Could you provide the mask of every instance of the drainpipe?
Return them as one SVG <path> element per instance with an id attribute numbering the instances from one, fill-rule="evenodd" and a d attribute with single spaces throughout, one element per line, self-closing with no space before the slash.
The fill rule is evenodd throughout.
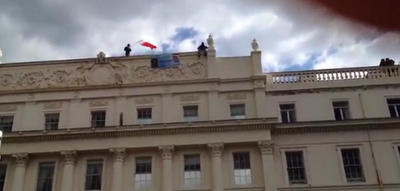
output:
<path id="1" fill-rule="evenodd" d="M 365 116 L 365 110 L 364 110 L 364 104 L 362 102 L 362 98 L 361 98 L 361 93 L 358 93 L 358 101 L 360 102 L 361 105 L 361 113 L 364 119 L 366 119 L 367 117 Z M 371 140 L 371 134 L 370 134 L 370 130 L 367 130 L 367 135 L 368 135 L 368 143 L 369 143 L 369 147 L 371 148 L 371 156 L 372 156 L 372 160 L 374 162 L 374 168 L 375 168 L 375 175 L 376 175 L 376 180 L 378 181 L 378 185 L 379 185 L 379 190 L 383 191 L 383 184 L 382 184 L 382 179 L 378 170 L 378 164 L 376 162 L 376 158 L 375 158 L 375 153 L 374 153 L 374 148 L 372 147 L 372 140 Z"/>

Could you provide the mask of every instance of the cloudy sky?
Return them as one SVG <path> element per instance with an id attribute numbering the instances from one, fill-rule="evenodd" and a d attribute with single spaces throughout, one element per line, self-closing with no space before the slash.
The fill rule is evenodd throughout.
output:
<path id="1" fill-rule="evenodd" d="M 2 62 L 122 55 L 140 39 L 159 51 L 196 50 L 208 34 L 217 56 L 243 56 L 256 38 L 265 72 L 400 60 L 400 38 L 297 0 L 1 0 Z M 133 54 L 147 50 L 134 46 Z"/>

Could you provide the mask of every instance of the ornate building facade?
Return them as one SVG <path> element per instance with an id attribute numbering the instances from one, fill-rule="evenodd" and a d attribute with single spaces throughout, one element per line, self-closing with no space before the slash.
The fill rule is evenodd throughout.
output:
<path id="1" fill-rule="evenodd" d="M 179 53 L 0 65 L 5 191 L 398 191 L 400 70 Z"/>

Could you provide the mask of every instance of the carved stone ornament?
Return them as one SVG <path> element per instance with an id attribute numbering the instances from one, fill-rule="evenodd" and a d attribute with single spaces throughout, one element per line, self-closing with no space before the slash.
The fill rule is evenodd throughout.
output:
<path id="1" fill-rule="evenodd" d="M 151 104 L 153 102 L 154 99 L 152 97 L 140 97 L 135 99 L 135 103 L 138 105 Z"/>
<path id="2" fill-rule="evenodd" d="M 76 151 L 61 151 L 61 155 L 64 156 L 64 165 L 75 164 L 76 161 Z"/>
<path id="3" fill-rule="evenodd" d="M 209 143 L 211 154 L 213 157 L 221 157 L 224 150 L 224 143 Z"/>
<path id="4" fill-rule="evenodd" d="M 125 148 L 111 148 L 110 152 L 113 154 L 114 162 L 124 162 L 126 154 Z"/>
<path id="5" fill-rule="evenodd" d="M 0 112 L 17 111 L 17 109 L 18 109 L 17 105 L 11 105 L 11 104 L 0 105 Z"/>
<path id="6" fill-rule="evenodd" d="M 17 167 L 25 168 L 28 164 L 28 153 L 17 153 L 12 154 L 12 157 L 15 158 L 15 165 Z"/>
<path id="7" fill-rule="evenodd" d="M 163 160 L 172 159 L 172 154 L 175 150 L 175 147 L 173 145 L 159 146 L 158 148 L 161 151 L 161 156 Z"/>
<path id="8" fill-rule="evenodd" d="M 272 154 L 274 152 L 274 142 L 271 140 L 258 141 L 258 146 L 260 147 L 261 154 Z"/>
<path id="9" fill-rule="evenodd" d="M 228 96 L 226 97 L 228 100 L 245 100 L 247 99 L 247 95 L 246 93 L 232 93 L 232 94 L 228 94 Z"/>
<path id="10" fill-rule="evenodd" d="M 89 102 L 90 107 L 104 107 L 108 106 L 107 100 L 92 100 Z"/>
<path id="11" fill-rule="evenodd" d="M 180 101 L 181 102 L 192 102 L 192 101 L 199 101 L 200 100 L 200 96 L 196 95 L 196 94 L 192 94 L 192 95 L 182 95 L 180 97 Z"/>
<path id="12" fill-rule="evenodd" d="M 48 102 L 43 104 L 43 109 L 61 109 L 62 103 L 61 102 Z"/>

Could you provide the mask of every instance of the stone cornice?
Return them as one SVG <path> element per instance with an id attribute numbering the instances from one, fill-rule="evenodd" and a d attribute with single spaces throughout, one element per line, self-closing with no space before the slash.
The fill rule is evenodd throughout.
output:
<path id="1" fill-rule="evenodd" d="M 20 143 L 36 141 L 58 141 L 69 139 L 98 139 L 111 137 L 131 137 L 146 135 L 249 131 L 272 129 L 276 119 L 220 120 L 193 123 L 169 123 L 151 125 L 131 125 L 105 128 L 74 128 L 54 131 L 23 131 L 4 135 L 2 143 Z"/>
<path id="2" fill-rule="evenodd" d="M 348 121 L 314 121 L 278 124 L 272 134 L 298 134 L 312 132 L 339 132 L 360 130 L 400 129 L 400 119 L 372 118 Z"/>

════════

## Task to complete
Quote only the lines from the line containing "Could you provide the mask of every instance of the stone" through the end of the listing, please, keeping both the first and the last line.

## Solution to this task
Could you provide the mask of every instance of the stone cornice?
Return them as one SVG <path> element per instance with an id attribute numbering the instances from one, fill-rule="evenodd" and a d attribute with single spaces throughout, one element per line, self-closing with no space before the slash.
The fill rule is evenodd throughout.
output:
<path id="1" fill-rule="evenodd" d="M 20 143 L 36 141 L 58 141 L 69 139 L 98 139 L 111 137 L 131 137 L 146 135 L 249 131 L 272 129 L 276 119 L 220 120 L 193 123 L 169 123 L 151 125 L 131 125 L 105 128 L 74 128 L 54 131 L 23 131 L 4 135 L 2 143 Z"/>
<path id="2" fill-rule="evenodd" d="M 348 121 L 314 121 L 278 124 L 272 134 L 298 134 L 312 132 L 339 132 L 360 130 L 400 129 L 400 119 L 372 118 Z"/>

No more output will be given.